* _Given instruction_: Please express the records between the line containing "Where can the wet" and the line containing "(1049, 560)", inclusive, as a two-column CSV with the header label_request and points. Give one row per record, each value in a single quoted field with line breaks replaced by spaces.

* _Provided material_:
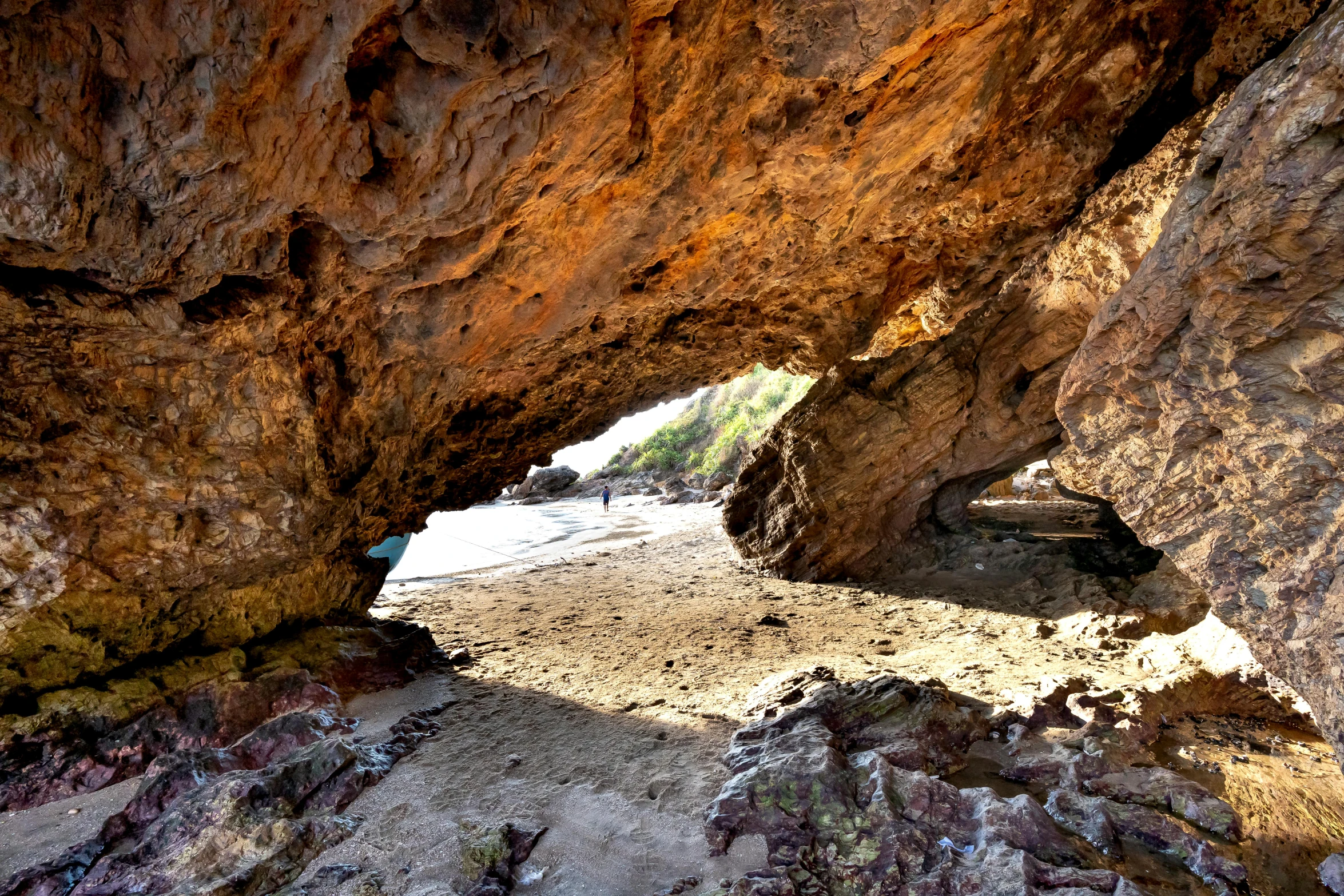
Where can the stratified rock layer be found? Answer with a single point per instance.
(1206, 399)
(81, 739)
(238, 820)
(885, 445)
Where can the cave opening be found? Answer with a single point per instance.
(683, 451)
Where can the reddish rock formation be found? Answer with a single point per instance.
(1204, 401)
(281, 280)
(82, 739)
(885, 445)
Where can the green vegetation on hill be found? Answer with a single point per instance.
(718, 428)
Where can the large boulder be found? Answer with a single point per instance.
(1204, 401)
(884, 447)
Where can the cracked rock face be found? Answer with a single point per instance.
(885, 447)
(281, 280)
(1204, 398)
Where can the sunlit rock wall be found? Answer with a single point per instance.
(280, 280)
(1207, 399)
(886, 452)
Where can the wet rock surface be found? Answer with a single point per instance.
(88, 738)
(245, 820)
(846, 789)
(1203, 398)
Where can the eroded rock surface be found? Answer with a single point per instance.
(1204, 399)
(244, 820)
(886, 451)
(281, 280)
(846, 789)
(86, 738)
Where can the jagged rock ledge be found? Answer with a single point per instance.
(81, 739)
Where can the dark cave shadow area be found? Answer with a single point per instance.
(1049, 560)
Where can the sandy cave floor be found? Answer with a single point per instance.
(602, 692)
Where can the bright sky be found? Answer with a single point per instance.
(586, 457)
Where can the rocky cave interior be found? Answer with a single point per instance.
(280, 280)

* _Solution_:
label_request,points
"Where can the wet rock surface be found? Answer with a single point per instance.","(88, 738) (245, 820) (846, 789) (1203, 398)"
"Where can the eroded rock surface be found? Answer with a single point per instance.","(1204, 399) (244, 820) (886, 451) (281, 280) (846, 789) (86, 738)"
"Where can the jagged rock ledge be found? Answer with a single point per instance.","(81, 739)"
"Where can the dark cave shadow area be found? Answer with a single point per instance.","(1049, 560)"